─── Material for the task ───
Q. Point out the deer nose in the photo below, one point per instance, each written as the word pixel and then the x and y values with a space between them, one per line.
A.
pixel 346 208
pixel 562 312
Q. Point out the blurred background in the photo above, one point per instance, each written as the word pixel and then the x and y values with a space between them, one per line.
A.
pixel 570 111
───
─── Material for the task ───
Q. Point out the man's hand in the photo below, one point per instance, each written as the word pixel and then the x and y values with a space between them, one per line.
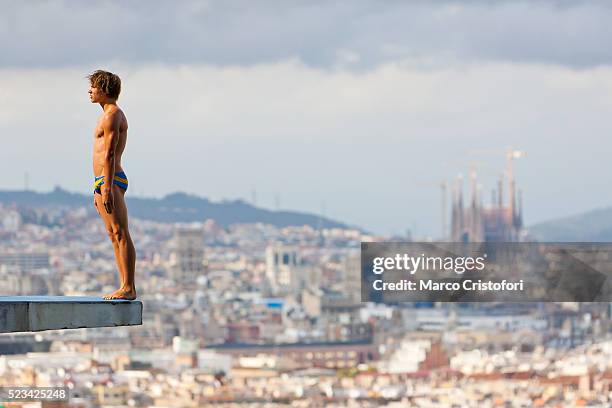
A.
───
What you need to do:
Please copy the records from the line with "Q. Point out the deer" up to and including the line with "pixel 570 111", changing "instance" to "occurrence" and leaving everything else untouched. Return only those lines.

Output for this exercise:
Q. Point out the deer nose in the photo below, one point per occurrence, each written as the word pixel and then the x and y values with a space between them, one per line.
A.
pixel 346 208
pixel 562 312
Q. Point out the blurred background in the photo above, one point per occurrence, each written as the word pixel and then the x and y values with a space between them, one per line.
A.
pixel 570 111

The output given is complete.